[START]
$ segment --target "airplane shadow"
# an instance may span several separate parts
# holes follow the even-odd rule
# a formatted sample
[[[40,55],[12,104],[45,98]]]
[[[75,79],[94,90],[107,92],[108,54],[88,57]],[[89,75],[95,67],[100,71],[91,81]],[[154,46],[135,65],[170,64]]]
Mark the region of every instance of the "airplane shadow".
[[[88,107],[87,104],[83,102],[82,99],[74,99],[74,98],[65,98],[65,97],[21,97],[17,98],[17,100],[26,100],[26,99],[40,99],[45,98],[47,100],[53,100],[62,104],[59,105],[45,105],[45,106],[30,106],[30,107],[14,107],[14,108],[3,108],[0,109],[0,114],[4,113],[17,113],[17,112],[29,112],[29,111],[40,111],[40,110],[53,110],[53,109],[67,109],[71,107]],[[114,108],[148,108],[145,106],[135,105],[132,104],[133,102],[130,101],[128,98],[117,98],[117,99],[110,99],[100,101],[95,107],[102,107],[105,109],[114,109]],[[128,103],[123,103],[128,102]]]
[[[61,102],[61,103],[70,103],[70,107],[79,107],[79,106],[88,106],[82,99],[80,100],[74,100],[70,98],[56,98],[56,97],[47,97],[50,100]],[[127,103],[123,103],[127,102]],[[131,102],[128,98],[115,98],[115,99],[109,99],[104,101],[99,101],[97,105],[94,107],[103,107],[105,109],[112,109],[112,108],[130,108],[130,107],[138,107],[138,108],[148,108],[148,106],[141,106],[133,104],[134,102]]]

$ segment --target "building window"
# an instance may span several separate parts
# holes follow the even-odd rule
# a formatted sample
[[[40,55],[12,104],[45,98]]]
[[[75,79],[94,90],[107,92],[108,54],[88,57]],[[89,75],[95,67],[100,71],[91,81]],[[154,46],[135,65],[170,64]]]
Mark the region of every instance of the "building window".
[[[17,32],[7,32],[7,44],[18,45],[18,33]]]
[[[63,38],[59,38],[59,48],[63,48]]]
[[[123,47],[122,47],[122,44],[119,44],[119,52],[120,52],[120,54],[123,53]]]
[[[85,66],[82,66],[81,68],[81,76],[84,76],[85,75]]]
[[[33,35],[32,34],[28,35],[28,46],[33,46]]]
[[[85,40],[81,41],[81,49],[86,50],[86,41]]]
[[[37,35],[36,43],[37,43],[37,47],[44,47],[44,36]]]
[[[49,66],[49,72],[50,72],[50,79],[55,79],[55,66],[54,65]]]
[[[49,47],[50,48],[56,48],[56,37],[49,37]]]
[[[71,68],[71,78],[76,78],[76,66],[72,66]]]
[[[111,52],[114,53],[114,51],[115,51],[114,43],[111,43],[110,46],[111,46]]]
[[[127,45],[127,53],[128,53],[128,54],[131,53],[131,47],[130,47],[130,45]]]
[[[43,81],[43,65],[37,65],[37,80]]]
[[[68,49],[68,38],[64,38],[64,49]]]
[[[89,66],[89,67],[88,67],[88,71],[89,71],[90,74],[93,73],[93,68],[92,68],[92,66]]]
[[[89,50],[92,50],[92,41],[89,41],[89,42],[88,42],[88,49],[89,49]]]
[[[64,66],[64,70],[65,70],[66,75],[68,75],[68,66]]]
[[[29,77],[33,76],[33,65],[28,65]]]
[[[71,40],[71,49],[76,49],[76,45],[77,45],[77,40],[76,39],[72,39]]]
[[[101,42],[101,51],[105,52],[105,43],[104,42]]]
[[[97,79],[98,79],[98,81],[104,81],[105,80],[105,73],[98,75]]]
[END]
▸ Task to complete: Every line of the material must be returned exactly as it appears.

▸ Answer to the task:
$ segment --target "airplane shadow"
# an instance may span several separate parts
# holes follow the even-odd rule
# a formatted sample
[[[40,55],[12,104],[45,98]]]
[[[75,79],[94,90],[107,92],[108,54],[88,57]],[[89,75],[95,67],[100,71],[91,81]],[[154,46],[135,65],[170,64]]]
Mark the region of every instance of the "airplane shadow".
[[[88,107],[87,104],[83,102],[82,99],[74,99],[74,98],[65,98],[65,97],[21,97],[17,98],[17,100],[26,100],[26,99],[40,99],[45,98],[47,100],[53,100],[62,104],[59,105],[45,105],[45,106],[30,106],[30,107],[14,107],[14,108],[3,108],[0,109],[0,114],[4,113],[17,113],[17,112],[29,112],[29,111],[40,111],[40,110],[53,110],[53,109],[67,109],[71,107]],[[114,108],[148,108],[145,106],[135,105],[132,104],[133,102],[130,101],[128,98],[117,98],[117,99],[110,99],[100,101],[95,107],[102,107],[105,109],[114,109]],[[128,103],[123,103],[128,102]]]
[[[61,102],[61,103],[70,103],[70,107],[79,107],[79,106],[88,106],[82,99],[80,100],[74,100],[70,98],[56,98],[56,97],[47,97],[50,100]],[[127,103],[123,103],[127,102]],[[131,102],[128,98],[115,98],[115,99],[109,99],[104,101],[99,101],[97,105],[94,107],[103,107],[105,109],[112,109],[112,108],[130,108],[130,107],[138,107],[138,108],[148,108],[148,106],[141,106],[133,104],[134,102]]]

$ segment --target "building window"
# an instance may span several separate parts
# holes follow the even-odd rule
# a formatted sample
[[[40,55],[12,104],[45,98]]]
[[[75,79],[94,90],[107,92],[108,54],[88,57]],[[89,75],[95,67],[100,71],[91,81]],[[154,46],[135,65],[170,64]]]
Mark the region of every instance of the "building window".
[[[17,32],[7,32],[7,44],[18,45],[18,33]]]
[[[63,38],[59,38],[59,48],[63,48]]]
[[[123,47],[122,47],[122,44],[119,44],[119,52],[120,52],[120,54],[123,53]]]
[[[85,66],[82,66],[81,68],[81,76],[84,76],[85,75]]]
[[[33,35],[32,34],[28,35],[28,46],[33,46]]]
[[[85,40],[81,41],[81,49],[86,50],[86,41]]]
[[[37,35],[36,43],[37,43],[37,47],[44,47],[44,36]]]
[[[49,66],[49,72],[50,72],[50,79],[55,79],[55,66],[54,65]]]
[[[49,47],[50,48],[56,48],[56,37],[49,37]]]
[[[71,68],[71,78],[76,78],[76,66],[72,66]]]
[[[111,52],[114,53],[114,51],[115,51],[114,43],[111,43],[110,46],[111,46]]]
[[[127,45],[127,53],[128,53],[128,54],[131,53],[131,47],[130,47],[130,45]]]
[[[43,81],[43,65],[37,65],[37,80]]]
[[[68,49],[68,38],[64,38],[64,49]]]
[[[89,66],[89,67],[88,67],[88,71],[89,71],[90,74],[93,73],[93,68],[92,68],[92,66]]]
[[[89,50],[92,50],[92,41],[89,41],[89,42],[88,42],[88,49],[89,49]]]
[[[64,66],[64,70],[65,70],[66,75],[68,75],[68,66]]]
[[[29,77],[33,76],[33,65],[28,65]]]
[[[71,40],[71,49],[76,49],[76,45],[77,45],[77,40],[76,39],[72,39]]]
[[[101,42],[101,51],[105,52],[105,43],[104,42]]]
[[[97,79],[98,79],[98,81],[104,81],[105,80],[105,73],[98,75]]]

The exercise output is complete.